Extrait source:
::::::

Évidemment, j'ai assez vieilli pour ne plus prendre la vie par phases binaires, à ce stade de mon cheminement écrit. Ce soir, du moins, je l'espère. J'ai plutôt l'impression de suivre la logique floue, une alternative au raisonnement bayésien, probabiliste.
Je vois la vie en gros blocs de beurre fondu qui s'empilent les uns sur les autres. Et j'en tire une forme d'accomplissment plutôt lourde et indifférenciable, mais où figure quelque expérience. Une autre phase contemplative qui prend fin; il me faut vivre, vivre! Et ce constat n'est pas négatif, bien au contraire, il motive des missions auprès des autres, une implication sociale jamais vue, où j'agis en personnage secondaire, sans me retourner comme toujours vers mes propres intérêts!
C'est de la culpabilité qui te ronge. Qui passe le rabot dans ton crâne, il neige des morceaux osseux sur tes idées. C'est pourtant simple à comprendre.

::::::

Consigne 1:
Répondez à ces questions sur l'extrait source :
(a) Quelle logique le texte dit-il suivre, comme alternative au raisonnement bayésien ?
(b) Sous quelle image la vie est-elle vue dans le deuxième paragraphe ?
(c) D'après le dernier paragraphe, qu'est-ce qui ronge ?
Consigne 2:
Reprenez l'extrait source sur la vie et la culpabilité après sa dernière phrase.
Les enregistrements ne jouent ici aucun rôle.

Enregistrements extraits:
::::::

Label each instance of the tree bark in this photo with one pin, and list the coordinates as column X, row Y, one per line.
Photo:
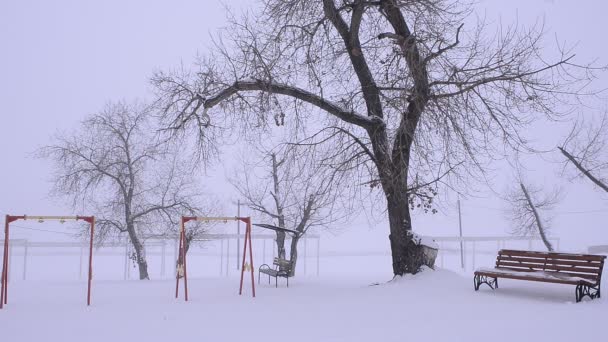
column 583, row 170
column 140, row 257
column 408, row 257
column 281, row 244
column 293, row 255
column 279, row 206
column 541, row 230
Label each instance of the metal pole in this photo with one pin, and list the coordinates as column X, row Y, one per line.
column 10, row 263
column 305, row 252
column 460, row 229
column 126, row 268
column 25, row 259
column 238, row 233
column 162, row 260
column 318, row 244
column 80, row 264
column 90, row 260
column 221, row 256
column 474, row 252
column 442, row 252
column 4, row 290
column 228, row 255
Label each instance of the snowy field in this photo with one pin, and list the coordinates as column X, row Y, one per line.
column 436, row 305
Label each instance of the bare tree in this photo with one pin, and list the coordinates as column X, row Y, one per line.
column 290, row 190
column 527, row 204
column 423, row 98
column 114, row 166
column 585, row 148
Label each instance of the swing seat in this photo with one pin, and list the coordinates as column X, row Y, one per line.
column 281, row 268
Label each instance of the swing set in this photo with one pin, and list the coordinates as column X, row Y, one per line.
column 61, row 219
column 182, row 270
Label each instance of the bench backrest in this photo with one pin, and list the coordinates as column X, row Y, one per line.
column 282, row 264
column 585, row 266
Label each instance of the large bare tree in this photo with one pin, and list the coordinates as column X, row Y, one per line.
column 289, row 189
column 135, row 184
column 586, row 149
column 425, row 92
column 529, row 207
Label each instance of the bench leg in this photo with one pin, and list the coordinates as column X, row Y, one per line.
column 480, row 279
column 585, row 290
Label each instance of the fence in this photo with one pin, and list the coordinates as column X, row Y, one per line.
column 481, row 248
column 210, row 255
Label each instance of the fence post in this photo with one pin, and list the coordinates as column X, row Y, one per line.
column 221, row 256
column 25, row 259
column 305, row 252
column 474, row 253
column 227, row 256
column 162, row 260
column 126, row 266
column 80, row 264
column 441, row 252
column 263, row 251
column 318, row 253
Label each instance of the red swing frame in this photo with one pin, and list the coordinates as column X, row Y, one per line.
column 182, row 251
column 11, row 218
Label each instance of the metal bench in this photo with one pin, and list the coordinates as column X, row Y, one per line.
column 582, row 270
column 281, row 268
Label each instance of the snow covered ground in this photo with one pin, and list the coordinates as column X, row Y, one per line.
column 433, row 306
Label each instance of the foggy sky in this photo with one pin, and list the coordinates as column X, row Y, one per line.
column 63, row 60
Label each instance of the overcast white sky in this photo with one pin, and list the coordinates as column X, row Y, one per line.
column 61, row 60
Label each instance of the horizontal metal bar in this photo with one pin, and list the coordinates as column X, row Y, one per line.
column 203, row 219
column 65, row 218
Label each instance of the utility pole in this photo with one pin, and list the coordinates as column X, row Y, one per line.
column 460, row 228
column 238, row 233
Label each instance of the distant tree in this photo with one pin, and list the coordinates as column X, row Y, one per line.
column 424, row 98
column 289, row 190
column 135, row 184
column 586, row 148
column 527, row 206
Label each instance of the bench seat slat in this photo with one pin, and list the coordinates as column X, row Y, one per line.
column 550, row 277
column 590, row 263
column 543, row 267
column 552, row 255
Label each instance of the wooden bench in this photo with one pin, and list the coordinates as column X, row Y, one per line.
column 582, row 270
column 281, row 268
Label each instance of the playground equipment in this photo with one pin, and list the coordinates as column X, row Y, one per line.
column 182, row 270
column 62, row 219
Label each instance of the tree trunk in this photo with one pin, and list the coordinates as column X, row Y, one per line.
column 408, row 256
column 583, row 170
column 140, row 256
column 293, row 254
column 281, row 244
column 539, row 225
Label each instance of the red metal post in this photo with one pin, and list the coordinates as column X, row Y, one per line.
column 247, row 237
column 251, row 257
column 184, row 261
column 179, row 252
column 92, row 222
column 3, row 290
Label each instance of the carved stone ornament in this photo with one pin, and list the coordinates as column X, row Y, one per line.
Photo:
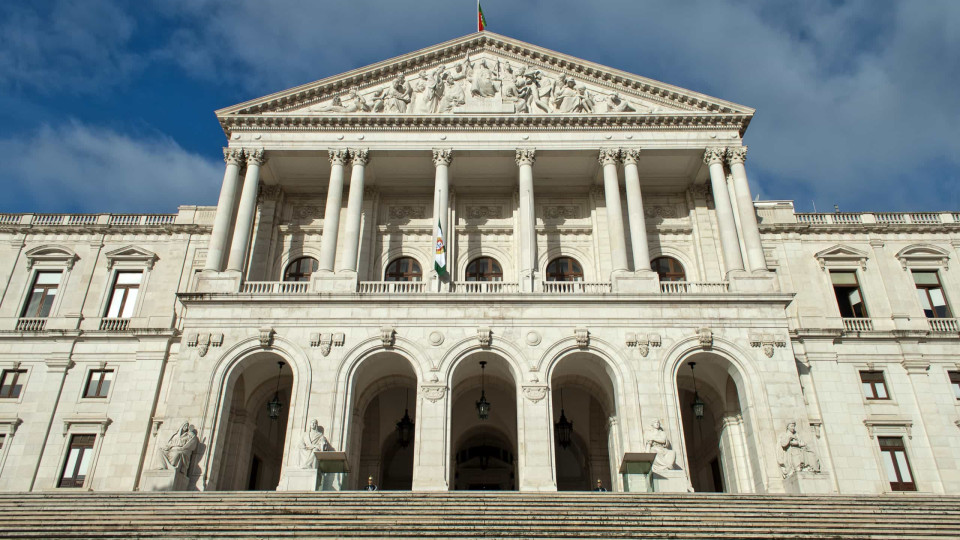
column 714, row 155
column 526, row 156
column 433, row 393
column 484, row 335
column 442, row 156
column 582, row 336
column 339, row 156
column 266, row 336
column 360, row 156
column 767, row 342
column 643, row 342
column 705, row 336
column 233, row 156
column 387, row 334
column 535, row 393
column 736, row 154
column 609, row 156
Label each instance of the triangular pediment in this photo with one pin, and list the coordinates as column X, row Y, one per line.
column 483, row 74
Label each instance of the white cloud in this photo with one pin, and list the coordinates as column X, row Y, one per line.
column 93, row 169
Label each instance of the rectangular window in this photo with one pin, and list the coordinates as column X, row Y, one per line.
column 932, row 299
column 896, row 464
column 123, row 297
column 42, row 294
column 78, row 461
column 11, row 383
column 98, row 383
column 847, row 290
column 874, row 387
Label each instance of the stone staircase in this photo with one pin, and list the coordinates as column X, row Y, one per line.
column 473, row 515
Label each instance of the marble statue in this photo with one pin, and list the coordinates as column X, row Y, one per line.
column 793, row 454
column 178, row 450
column 313, row 441
column 658, row 442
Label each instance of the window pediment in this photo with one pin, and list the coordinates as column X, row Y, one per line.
column 923, row 256
column 133, row 255
column 52, row 255
column 841, row 256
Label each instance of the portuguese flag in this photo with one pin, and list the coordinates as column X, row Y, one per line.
column 481, row 22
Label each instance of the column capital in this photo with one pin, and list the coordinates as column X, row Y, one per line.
column 255, row 156
column 526, row 156
column 609, row 156
column 338, row 156
column 442, row 156
column 360, row 156
column 736, row 154
column 714, row 154
column 631, row 155
column 233, row 156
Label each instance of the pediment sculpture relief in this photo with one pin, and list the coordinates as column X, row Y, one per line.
column 484, row 84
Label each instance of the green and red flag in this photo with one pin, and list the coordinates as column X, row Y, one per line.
column 481, row 21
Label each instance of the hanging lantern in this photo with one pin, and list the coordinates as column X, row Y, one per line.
column 274, row 406
column 405, row 429
column 563, row 427
column 697, row 404
column 483, row 406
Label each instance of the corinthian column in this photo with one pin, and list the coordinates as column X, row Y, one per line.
column 351, row 244
column 748, row 216
column 638, row 226
column 224, row 216
column 732, row 259
column 528, row 225
column 442, row 157
column 331, row 212
column 248, row 206
column 611, row 194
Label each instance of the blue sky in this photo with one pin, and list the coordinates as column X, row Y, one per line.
column 107, row 106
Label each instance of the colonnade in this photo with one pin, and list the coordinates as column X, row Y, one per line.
column 227, row 226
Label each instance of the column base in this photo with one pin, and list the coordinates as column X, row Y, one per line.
column 641, row 282
column 757, row 282
column 344, row 281
column 227, row 281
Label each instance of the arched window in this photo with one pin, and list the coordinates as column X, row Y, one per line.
column 403, row 269
column 484, row 269
column 301, row 269
column 564, row 269
column 669, row 269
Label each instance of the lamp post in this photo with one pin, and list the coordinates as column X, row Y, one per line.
column 274, row 406
column 405, row 426
column 483, row 406
column 563, row 427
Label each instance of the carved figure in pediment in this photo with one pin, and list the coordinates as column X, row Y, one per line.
column 397, row 96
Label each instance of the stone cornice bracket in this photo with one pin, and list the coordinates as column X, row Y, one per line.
column 387, row 334
column 266, row 336
column 714, row 154
column 582, row 335
column 360, row 156
column 736, row 154
column 442, row 156
column 526, row 156
column 705, row 336
column 484, row 336
column 338, row 156
column 233, row 156
column 255, row 156
column 609, row 156
column 630, row 156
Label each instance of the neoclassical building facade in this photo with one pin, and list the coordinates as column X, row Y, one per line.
column 612, row 297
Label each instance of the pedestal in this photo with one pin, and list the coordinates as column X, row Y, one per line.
column 164, row 480
column 808, row 482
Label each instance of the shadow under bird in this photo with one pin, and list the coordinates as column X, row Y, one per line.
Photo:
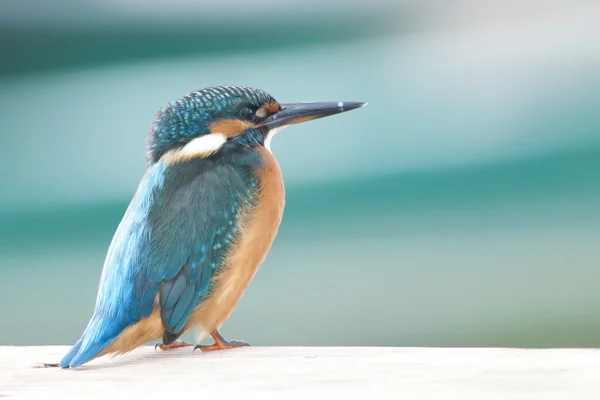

::::::

Réponse rédigée 1:
(a) La logique floue.
(b) En gros blocs de beurre fondu qui s'empilent les uns sur les autres.
(c) La culpabilité.

Réponse rédigée 2:
Je tarde, je tarde à agir, je me contente de planer dans le petit milieu humanoïde immédiat. C'est si bon d'avoir la rétribution tout de suite, de savoir qu'on vaut beaucoup pour les autres en agissant de manière ponctuelle, sans manier les gages d'une promesse plus grande, bien plus grande, tétanisante. Oui! L'avenir, le bel avenir! Le voici, de l'autre côté de la nuit, qui te met en vedette quelque part dans un monde de lumière et de prétentions! On y touche! Ensemble!
Non! Je refuse de m'amender! C'est trop facile! Je m'ennuie de ma famille, de ma mère! Je vis un enfer de projections!
Crr, crr.
Le travail est immense. Le site web du Patro est énorme. Toutes mes tentatives d'alléger la tâche sont inutiles, et déploient ces longues ombres impossibles sur les murs derrière moi! C'est lourd, c'est filandreux, comme besogne! Je ne veux pas faire ça ma vie. Je ne veux pas!
Un bouche-à-bouche sur le tableau noir. Une requête urgente de fuite. Écrite d'un mauvais goût, avec les ongles.*
Rires, le temps s'arrête. Il ne me reste que ça, au fond. Toute l'envie matérialiste s'est envolée un soir d'octobre. Bien entendu, la névrose, la vraie, impulse toujours, mais à quoi bon s'en faire, c'est souhaitable de chercher la vérité dans toutes les conditions du désespoir, si loin m'en fusse éloigné.
Qu'essaie-tu de prouver? Ne sens tu pas le film de neige qui fait grésiller tes dendrites?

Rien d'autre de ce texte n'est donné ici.